Using the passage on hope in prison below, explain in one to three sentences why hope has no place in prison.

**DOCUMENT EXTRACT**
····················

Let me tell you something friend, hope is a dangerous thing. Hope will drive a man insane. It’s got no use on the inside. You better get used to that idea. – Ellis Boyd “Red” Redding, Shawshank Redemption.
It is the image of prison that sets the idea of hope in perfect contrast. Hope is conspicuous in captivity. There’s no place for it in prison because hope forbids a person to accept their condition. And, you must come to terms with your condition to survive captivity. Strangely, in prison, hope leads to despair because hope has nowhere to focus and gets stuck in a loop. The sooner one gives up and stops trying to escape, the quicker despair will give way to meaninglessness. Only then will a prisoner accept their condition. Only the hopeless make good prisoners.
This is why the redeemed make terrible prisoners. Not because they incite some riot, or resist restraints. While they never try to escape, they do possess such a confidence as to assume the key to the front gate is in their shirt pocket. Hope is a disturbance to the system. The hopeful are an anomaly in captivity. They’re like prisoners who dance in their cells, or smile at a plate of mush, or submit to routines with joy. They’ve been tainted by hope. The immanent sense of relief has been smuggled into their hearts.

····················

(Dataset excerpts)
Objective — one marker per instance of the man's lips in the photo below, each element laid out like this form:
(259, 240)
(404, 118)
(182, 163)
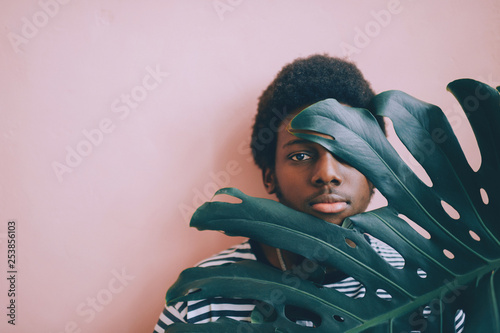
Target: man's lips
(328, 204)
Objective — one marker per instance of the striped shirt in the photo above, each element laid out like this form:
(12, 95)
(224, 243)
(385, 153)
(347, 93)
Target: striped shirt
(209, 310)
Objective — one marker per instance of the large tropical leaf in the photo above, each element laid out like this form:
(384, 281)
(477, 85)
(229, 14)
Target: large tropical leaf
(457, 268)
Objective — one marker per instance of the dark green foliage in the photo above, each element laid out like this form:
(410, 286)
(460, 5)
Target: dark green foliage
(469, 281)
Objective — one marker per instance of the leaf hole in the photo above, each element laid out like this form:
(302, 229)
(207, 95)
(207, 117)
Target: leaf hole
(484, 196)
(448, 254)
(464, 133)
(474, 236)
(452, 212)
(338, 318)
(412, 162)
(460, 317)
(300, 315)
(222, 197)
(382, 294)
(421, 273)
(393, 257)
(427, 311)
(352, 288)
(350, 243)
(424, 233)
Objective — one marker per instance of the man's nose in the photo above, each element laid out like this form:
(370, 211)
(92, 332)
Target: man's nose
(328, 170)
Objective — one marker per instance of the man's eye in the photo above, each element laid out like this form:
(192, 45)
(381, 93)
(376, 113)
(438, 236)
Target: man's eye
(300, 157)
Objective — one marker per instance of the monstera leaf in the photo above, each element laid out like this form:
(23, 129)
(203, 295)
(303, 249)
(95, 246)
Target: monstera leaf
(455, 268)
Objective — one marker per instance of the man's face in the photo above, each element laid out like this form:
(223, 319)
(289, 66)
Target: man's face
(310, 179)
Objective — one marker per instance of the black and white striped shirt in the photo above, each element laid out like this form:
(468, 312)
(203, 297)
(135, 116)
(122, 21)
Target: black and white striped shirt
(208, 310)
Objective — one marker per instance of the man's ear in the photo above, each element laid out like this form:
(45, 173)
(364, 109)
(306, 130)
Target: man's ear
(269, 179)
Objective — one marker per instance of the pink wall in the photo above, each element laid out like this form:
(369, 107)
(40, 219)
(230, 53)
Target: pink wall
(101, 239)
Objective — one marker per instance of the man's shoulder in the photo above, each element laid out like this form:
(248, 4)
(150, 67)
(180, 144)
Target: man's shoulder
(239, 252)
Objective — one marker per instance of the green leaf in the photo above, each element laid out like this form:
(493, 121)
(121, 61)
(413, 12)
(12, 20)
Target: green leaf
(469, 281)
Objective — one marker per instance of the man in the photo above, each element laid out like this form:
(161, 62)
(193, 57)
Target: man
(303, 175)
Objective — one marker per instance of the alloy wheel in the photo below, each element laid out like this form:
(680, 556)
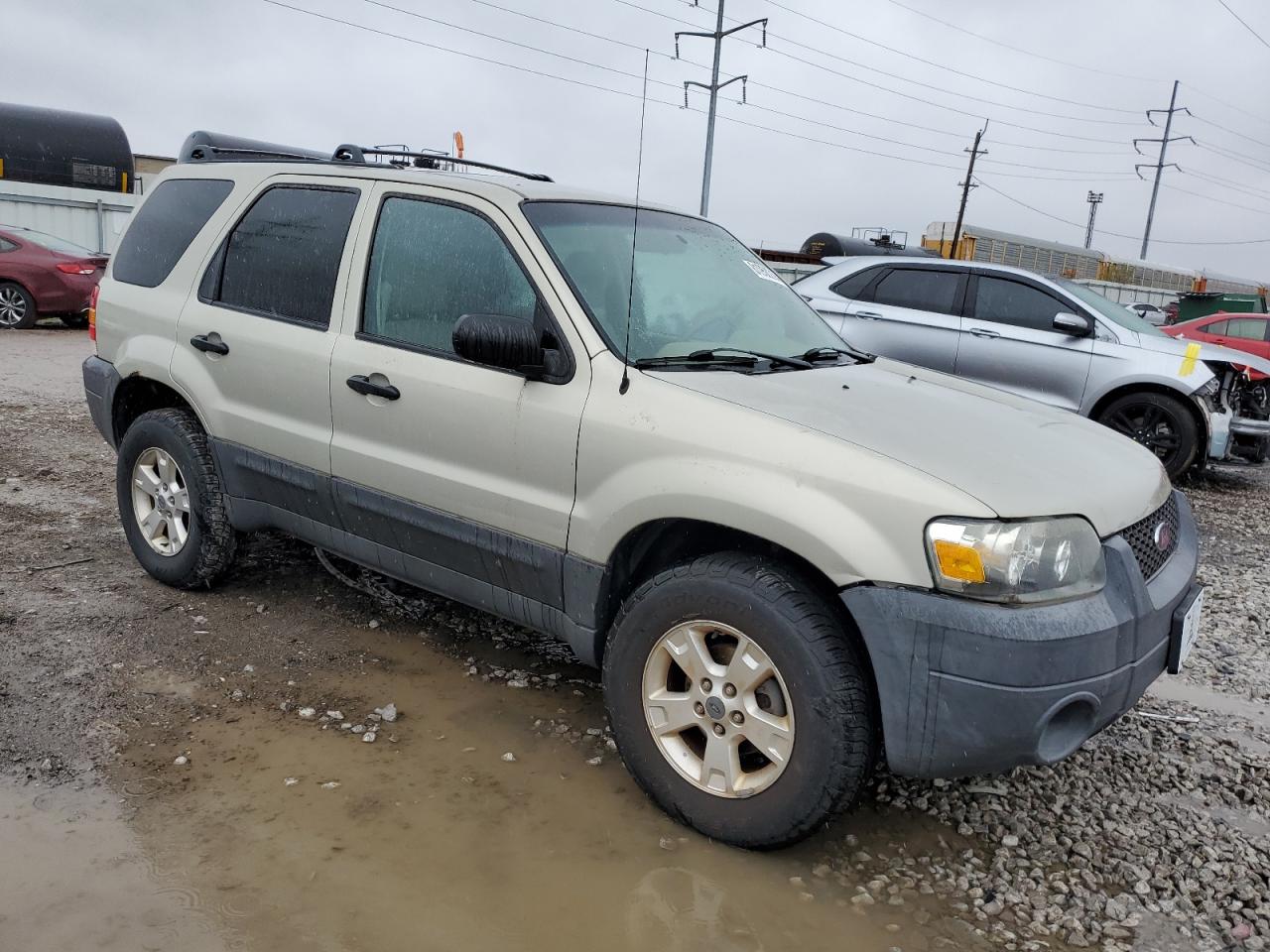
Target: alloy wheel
(160, 502)
(717, 708)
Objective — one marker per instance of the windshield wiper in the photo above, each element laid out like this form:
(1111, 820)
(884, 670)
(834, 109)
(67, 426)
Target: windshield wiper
(725, 357)
(820, 353)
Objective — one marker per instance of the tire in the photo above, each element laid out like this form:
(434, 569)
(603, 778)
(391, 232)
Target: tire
(822, 679)
(1162, 424)
(207, 542)
(17, 307)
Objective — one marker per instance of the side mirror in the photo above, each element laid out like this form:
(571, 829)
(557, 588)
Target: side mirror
(1074, 324)
(499, 340)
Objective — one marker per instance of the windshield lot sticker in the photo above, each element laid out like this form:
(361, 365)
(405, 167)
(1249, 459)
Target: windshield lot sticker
(1189, 361)
(762, 272)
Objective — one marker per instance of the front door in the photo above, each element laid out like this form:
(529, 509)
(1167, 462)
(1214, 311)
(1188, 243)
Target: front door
(1008, 341)
(465, 468)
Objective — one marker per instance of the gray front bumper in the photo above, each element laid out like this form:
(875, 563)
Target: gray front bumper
(969, 687)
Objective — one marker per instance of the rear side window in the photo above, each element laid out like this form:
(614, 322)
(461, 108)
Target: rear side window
(1014, 302)
(1246, 329)
(282, 258)
(431, 264)
(919, 289)
(853, 285)
(164, 226)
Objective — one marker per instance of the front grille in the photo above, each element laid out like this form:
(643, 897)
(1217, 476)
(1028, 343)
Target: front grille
(1142, 538)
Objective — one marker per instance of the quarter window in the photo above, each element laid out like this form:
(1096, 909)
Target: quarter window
(282, 258)
(431, 264)
(163, 227)
(919, 289)
(1005, 301)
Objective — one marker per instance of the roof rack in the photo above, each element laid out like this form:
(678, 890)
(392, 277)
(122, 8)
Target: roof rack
(214, 148)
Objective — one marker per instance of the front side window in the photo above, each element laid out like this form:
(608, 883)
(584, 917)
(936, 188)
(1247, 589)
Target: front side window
(1005, 301)
(695, 286)
(431, 264)
(163, 227)
(920, 290)
(282, 258)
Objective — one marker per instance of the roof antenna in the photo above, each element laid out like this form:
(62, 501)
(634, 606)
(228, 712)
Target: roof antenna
(630, 295)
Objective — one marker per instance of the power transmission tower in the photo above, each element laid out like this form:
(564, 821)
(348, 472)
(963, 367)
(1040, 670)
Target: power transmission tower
(714, 86)
(968, 184)
(1160, 164)
(1093, 199)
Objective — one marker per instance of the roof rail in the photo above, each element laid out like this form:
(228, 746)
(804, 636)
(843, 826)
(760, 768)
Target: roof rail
(214, 148)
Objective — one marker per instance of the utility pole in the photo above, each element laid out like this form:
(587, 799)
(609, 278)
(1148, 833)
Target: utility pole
(1160, 164)
(966, 185)
(1093, 199)
(714, 86)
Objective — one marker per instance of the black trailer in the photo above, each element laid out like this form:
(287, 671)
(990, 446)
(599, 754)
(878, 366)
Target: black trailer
(59, 148)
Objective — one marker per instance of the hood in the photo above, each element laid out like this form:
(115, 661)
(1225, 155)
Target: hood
(1017, 457)
(1207, 353)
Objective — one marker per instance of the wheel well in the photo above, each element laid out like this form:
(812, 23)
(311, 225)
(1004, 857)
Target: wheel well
(1201, 422)
(661, 543)
(137, 395)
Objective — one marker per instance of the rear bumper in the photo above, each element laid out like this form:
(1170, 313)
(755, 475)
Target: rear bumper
(100, 381)
(969, 687)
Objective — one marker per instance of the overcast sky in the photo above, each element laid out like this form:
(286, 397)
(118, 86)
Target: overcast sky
(166, 67)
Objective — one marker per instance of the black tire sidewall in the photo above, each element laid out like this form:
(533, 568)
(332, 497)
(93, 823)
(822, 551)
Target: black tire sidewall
(776, 815)
(155, 430)
(32, 315)
(1188, 429)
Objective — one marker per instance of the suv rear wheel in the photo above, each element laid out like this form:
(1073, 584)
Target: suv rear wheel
(171, 499)
(1160, 422)
(738, 701)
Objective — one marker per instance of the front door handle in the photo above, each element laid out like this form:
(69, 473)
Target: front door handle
(362, 384)
(200, 341)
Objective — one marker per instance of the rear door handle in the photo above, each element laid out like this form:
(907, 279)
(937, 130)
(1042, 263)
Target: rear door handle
(199, 341)
(363, 385)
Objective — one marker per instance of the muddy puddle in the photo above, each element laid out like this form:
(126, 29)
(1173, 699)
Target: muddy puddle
(289, 833)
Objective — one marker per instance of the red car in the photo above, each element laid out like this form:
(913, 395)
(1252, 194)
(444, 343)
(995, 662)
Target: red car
(45, 276)
(1241, 331)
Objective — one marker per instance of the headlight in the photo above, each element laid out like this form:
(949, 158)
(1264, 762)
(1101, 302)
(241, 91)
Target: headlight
(1046, 560)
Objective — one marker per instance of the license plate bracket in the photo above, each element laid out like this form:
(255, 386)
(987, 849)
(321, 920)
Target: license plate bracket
(1185, 629)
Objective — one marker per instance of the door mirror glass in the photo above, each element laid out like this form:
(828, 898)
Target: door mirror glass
(1075, 324)
(503, 341)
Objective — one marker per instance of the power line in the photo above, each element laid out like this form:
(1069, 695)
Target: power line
(943, 66)
(1245, 23)
(1114, 234)
(1017, 50)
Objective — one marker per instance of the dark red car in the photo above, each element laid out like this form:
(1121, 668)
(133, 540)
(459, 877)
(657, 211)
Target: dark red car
(44, 276)
(1241, 331)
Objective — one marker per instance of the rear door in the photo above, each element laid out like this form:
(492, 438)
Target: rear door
(254, 341)
(907, 312)
(1008, 340)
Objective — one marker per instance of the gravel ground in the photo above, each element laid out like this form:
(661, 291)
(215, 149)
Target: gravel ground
(1156, 835)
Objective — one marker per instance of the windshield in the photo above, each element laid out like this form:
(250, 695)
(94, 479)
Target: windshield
(55, 244)
(1109, 308)
(697, 287)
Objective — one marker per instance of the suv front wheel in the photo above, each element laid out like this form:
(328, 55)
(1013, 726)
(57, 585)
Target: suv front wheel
(738, 701)
(171, 499)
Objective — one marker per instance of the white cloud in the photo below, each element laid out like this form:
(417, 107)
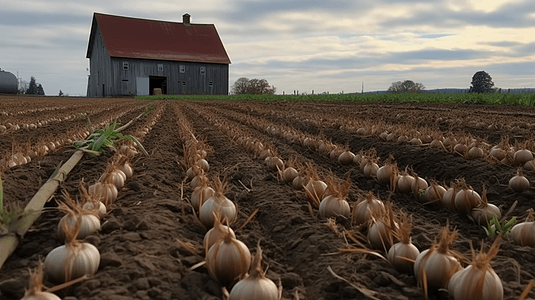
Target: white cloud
(303, 44)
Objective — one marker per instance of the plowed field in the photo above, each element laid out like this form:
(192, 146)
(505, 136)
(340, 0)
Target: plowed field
(140, 255)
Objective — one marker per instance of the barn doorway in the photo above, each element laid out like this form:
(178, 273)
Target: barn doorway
(157, 82)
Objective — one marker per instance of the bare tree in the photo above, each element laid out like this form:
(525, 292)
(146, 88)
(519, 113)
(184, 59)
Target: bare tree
(407, 86)
(254, 86)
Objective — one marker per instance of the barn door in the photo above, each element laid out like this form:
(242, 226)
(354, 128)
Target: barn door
(142, 86)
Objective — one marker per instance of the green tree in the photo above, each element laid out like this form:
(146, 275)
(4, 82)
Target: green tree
(32, 88)
(254, 86)
(482, 83)
(407, 86)
(240, 86)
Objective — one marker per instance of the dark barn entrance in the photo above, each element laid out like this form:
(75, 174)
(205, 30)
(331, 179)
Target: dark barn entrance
(157, 82)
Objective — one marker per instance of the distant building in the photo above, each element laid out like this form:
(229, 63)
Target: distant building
(131, 56)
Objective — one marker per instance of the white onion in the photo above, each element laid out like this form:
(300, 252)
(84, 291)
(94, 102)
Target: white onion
(72, 261)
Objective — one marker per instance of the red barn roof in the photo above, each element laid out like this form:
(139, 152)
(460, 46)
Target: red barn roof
(159, 40)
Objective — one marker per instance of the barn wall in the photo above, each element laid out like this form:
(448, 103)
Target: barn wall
(191, 81)
(101, 76)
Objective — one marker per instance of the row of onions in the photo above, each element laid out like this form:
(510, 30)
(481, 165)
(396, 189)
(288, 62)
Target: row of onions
(76, 259)
(227, 259)
(476, 281)
(24, 153)
(384, 229)
(520, 154)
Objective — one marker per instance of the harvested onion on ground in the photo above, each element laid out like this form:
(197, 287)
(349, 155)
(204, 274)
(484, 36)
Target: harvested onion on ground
(434, 267)
(523, 234)
(335, 204)
(478, 280)
(255, 285)
(485, 211)
(519, 183)
(366, 205)
(72, 260)
(219, 205)
(228, 260)
(403, 253)
(89, 222)
(34, 291)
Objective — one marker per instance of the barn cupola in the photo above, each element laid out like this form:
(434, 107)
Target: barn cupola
(186, 19)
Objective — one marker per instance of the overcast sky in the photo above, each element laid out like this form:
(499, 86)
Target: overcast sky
(296, 45)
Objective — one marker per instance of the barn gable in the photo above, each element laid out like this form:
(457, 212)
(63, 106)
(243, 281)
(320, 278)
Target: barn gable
(134, 56)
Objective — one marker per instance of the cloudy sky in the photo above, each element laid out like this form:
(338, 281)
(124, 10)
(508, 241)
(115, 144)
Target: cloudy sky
(300, 45)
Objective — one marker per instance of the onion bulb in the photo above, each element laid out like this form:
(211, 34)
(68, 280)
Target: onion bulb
(34, 291)
(380, 231)
(478, 280)
(466, 199)
(434, 192)
(255, 285)
(72, 260)
(437, 264)
(522, 156)
(335, 204)
(315, 191)
(299, 182)
(346, 157)
(118, 178)
(370, 169)
(366, 205)
(523, 234)
(405, 181)
(219, 205)
(228, 260)
(203, 164)
(530, 165)
(388, 172)
(127, 169)
(403, 254)
(216, 234)
(89, 223)
(289, 174)
(335, 153)
(519, 183)
(418, 186)
(485, 211)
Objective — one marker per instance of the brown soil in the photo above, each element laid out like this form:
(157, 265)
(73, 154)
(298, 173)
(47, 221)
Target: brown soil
(140, 255)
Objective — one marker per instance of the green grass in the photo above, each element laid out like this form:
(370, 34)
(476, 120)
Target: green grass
(498, 99)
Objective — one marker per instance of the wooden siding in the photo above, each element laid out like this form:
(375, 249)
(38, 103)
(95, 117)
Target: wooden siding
(124, 81)
(100, 69)
(108, 78)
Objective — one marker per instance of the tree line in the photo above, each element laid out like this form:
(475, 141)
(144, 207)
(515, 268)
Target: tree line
(244, 86)
(481, 83)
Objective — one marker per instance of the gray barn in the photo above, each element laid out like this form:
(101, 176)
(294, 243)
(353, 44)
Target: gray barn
(130, 56)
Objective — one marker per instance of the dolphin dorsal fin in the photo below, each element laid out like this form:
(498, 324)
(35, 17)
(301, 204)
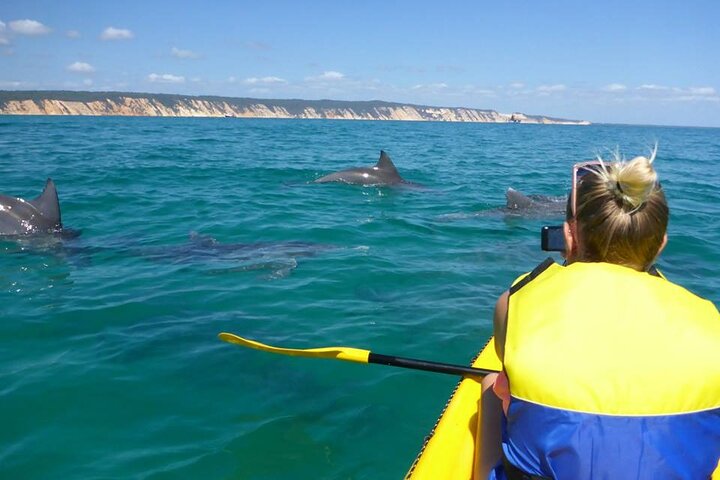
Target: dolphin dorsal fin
(47, 203)
(385, 163)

····················

**WRITTEN ANSWER**
Hope keeps a person from accepting their condition, and a prisoner must come to terms with that condition to survive captivity. In prison, hope has nowhere to focus, so it gets stuck in a loop and leads to despair.